EXERCISE DETAILS: Rewrite all of the records below, replacing "pin every instance" with "mark each occurrence" and keeping everything else the same. Leave the pictures out of your answer.

INPUT FOR THIS TASK:
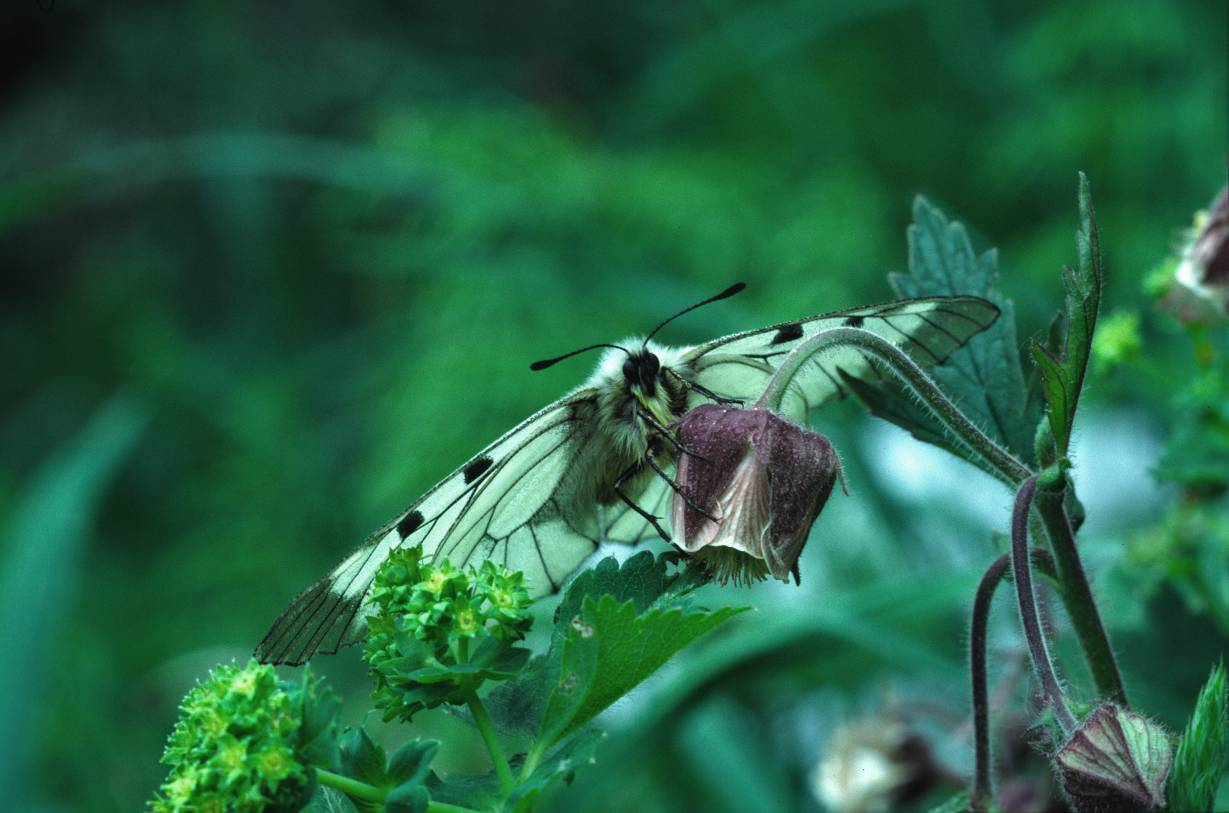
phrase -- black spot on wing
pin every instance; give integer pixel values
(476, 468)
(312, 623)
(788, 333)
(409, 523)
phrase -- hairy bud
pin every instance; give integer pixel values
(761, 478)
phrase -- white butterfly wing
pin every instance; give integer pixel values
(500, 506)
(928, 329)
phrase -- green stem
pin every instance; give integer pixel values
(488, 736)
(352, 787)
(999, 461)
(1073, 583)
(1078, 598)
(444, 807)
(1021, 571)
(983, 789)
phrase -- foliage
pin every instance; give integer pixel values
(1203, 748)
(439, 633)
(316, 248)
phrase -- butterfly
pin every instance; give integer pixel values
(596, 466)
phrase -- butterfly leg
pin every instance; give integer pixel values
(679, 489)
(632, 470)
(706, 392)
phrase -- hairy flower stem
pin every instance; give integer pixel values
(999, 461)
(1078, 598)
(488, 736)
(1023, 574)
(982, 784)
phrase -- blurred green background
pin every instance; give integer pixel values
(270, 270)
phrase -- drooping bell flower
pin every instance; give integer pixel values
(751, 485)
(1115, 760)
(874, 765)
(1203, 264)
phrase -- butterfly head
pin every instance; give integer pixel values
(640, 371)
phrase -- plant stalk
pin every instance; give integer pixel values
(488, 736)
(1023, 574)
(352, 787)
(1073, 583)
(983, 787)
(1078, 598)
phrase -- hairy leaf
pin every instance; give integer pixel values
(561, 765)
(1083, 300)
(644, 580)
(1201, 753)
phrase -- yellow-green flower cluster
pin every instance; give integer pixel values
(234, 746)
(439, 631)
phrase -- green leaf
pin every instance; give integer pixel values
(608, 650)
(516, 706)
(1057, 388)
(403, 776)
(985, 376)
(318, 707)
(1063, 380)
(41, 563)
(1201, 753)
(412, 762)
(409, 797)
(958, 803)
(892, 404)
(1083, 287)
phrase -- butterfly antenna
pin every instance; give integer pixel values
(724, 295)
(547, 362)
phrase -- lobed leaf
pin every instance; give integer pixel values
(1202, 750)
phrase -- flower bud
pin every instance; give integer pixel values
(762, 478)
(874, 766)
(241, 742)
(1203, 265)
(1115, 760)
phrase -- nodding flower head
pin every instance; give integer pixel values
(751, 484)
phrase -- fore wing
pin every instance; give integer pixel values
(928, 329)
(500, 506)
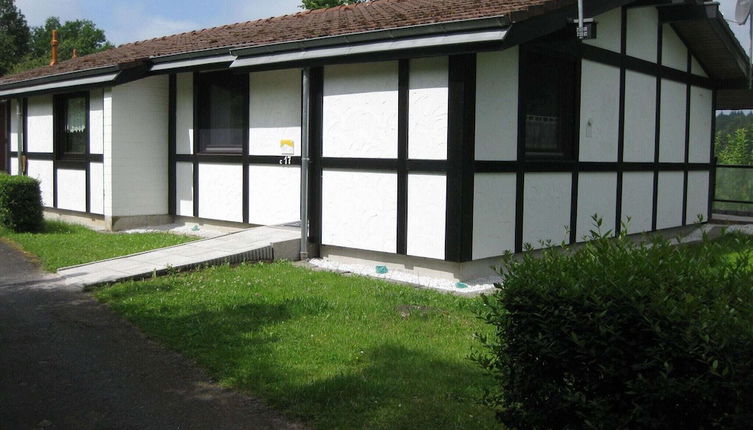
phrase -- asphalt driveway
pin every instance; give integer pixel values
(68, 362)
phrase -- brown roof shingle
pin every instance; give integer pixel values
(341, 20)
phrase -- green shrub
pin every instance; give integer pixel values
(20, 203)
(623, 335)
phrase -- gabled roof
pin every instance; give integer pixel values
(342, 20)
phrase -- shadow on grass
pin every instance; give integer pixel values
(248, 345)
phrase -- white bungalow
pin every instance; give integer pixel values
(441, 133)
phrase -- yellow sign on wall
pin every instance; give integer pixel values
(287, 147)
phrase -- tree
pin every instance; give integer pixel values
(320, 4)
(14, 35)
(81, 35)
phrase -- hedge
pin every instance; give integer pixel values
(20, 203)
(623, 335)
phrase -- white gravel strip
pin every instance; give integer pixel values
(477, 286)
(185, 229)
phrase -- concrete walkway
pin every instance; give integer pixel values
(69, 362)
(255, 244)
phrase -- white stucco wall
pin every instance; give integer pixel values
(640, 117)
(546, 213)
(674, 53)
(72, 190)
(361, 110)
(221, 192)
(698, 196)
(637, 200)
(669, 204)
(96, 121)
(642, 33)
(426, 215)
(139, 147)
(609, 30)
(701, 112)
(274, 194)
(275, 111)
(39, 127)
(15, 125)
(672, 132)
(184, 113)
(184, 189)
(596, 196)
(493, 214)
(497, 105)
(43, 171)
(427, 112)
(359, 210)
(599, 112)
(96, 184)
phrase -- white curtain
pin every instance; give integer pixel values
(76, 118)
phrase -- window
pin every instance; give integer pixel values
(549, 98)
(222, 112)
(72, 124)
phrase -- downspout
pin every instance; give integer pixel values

SOLUTION TO THE PROBLEM:
phrase -- black spot on wing
mark each occurrence; give integer pixel values
(476, 468)
(312, 623)
(788, 333)
(409, 523)
phrase -- hairy bud
mark each occurrence; give integer pixel values
(761, 478)
phrase -- white butterfly wing
mark each occurrence; give integer pixel values
(500, 506)
(928, 329)
phrase -- green stem
mark each occurrence; give integer pixel values
(488, 736)
(352, 787)
(999, 461)
(1073, 583)
(1078, 598)
(444, 807)
(1021, 571)
(983, 789)
phrase -- foliage
mark each occurrence; give integer pixel values
(1203, 748)
(439, 633)
(316, 248)
phrase -- butterfly
mark each occurrence; give integer pixel values
(596, 466)
phrase -- butterfly leg
mark each occurrence; give integer pixel values
(679, 489)
(632, 470)
(706, 392)
phrase -- hairy flower stem
mark each occurrence; give integer pixel values
(999, 461)
(1078, 598)
(488, 736)
(1023, 574)
(982, 784)
phrase -- blurred green background
mark each occurrence; give integer pixel values
(270, 270)
phrase -- drooping bell flower
mark each occurrence; give integer pixel values
(751, 485)
(1115, 760)
(874, 765)
(1203, 264)
phrase -- butterfly head
mark each occurrence; give integer pixel values
(640, 371)
phrase -- plant stalk
mark each occurrence; give integer pixel values
(488, 736)
(1023, 574)
(352, 787)
(1073, 583)
(983, 787)
(1078, 598)
phrase -- hairy leaf
mark each occurrence; give integer pixel values
(561, 765)
(1083, 300)
(644, 580)
(1201, 753)
phrase -- yellow-green flower cluster
mark each occurrence; give integer pixel values
(234, 746)
(439, 631)
phrase -- green leaf
mark each occurrence; give integer pixel values
(608, 650)
(516, 706)
(1057, 388)
(403, 776)
(985, 376)
(318, 707)
(1063, 380)
(41, 563)
(1201, 753)
(412, 762)
(409, 797)
(958, 803)
(892, 404)
(1083, 287)
phrase -- butterfly antenna
mark each occurrence; give integer pixel values
(724, 295)
(547, 362)
phrase -- lobed leaf
mark each occurrence; give integer pixel values
(1202, 750)
phrase -- flower bud
mark each occurrence; give integer pixel values
(762, 478)
(874, 766)
(241, 742)
(1203, 265)
(1115, 760)
phrase -- nodding flower head
mark each occurrence; give integer pixel values
(751, 484)
phrase -- fore wing
mark each occurrence; give integer pixel values
(928, 329)
(500, 506)
phrase -- asphalt driveway
mark each occurrence; give integer pixel values
(68, 362)
phrase -- brown roof shingle
mark each occurrence; give integer pixel values
(341, 20)
phrase -- green shrub
mark each occurrence; give integer pixel values
(20, 203)
(623, 335)
phrase -- gabled roof
mark each occurrence; give integer pixel values
(342, 20)
phrase -- shadow on grass
mark each occurrence; give integer pixel values
(248, 345)
phrase -- white bungalow
mark each occurrence; give integer pixel values
(441, 133)
phrase -- yellow sign on wall
mark each occurrence; give integer pixel values
(287, 147)
phrase -- tree
mark each occurrence; give integer pixel values
(320, 4)
(14, 35)
(81, 35)
phrase -- hedge
mark each occurrence; give integer pixel values
(20, 203)
(623, 335)
phrase -- white gravel strip
mark each occurrence; give integer pixel values
(477, 286)
(185, 229)
phrase -- concrete walkway
mark each occurrence; give integer pixel values
(69, 362)
(255, 244)
phrase -- white stucco wall
mark each occurrence; give integer pixel values
(640, 117)
(546, 213)
(674, 53)
(72, 190)
(361, 110)
(221, 192)
(698, 196)
(637, 200)
(669, 204)
(96, 121)
(642, 33)
(426, 215)
(139, 147)
(609, 30)
(701, 112)
(274, 194)
(275, 111)
(39, 127)
(15, 125)
(672, 132)
(184, 113)
(184, 189)
(596, 196)
(493, 214)
(497, 105)
(43, 171)
(427, 112)
(359, 210)
(599, 112)
(96, 184)
phrase -- white curtain
mark each occurrence; give integer pixel values
(76, 118)
phrase -- window
mark each occurrence; give integer pixel values
(549, 98)
(222, 112)
(72, 124)
phrase -- downspout
mark each occurrence; give integer pixel values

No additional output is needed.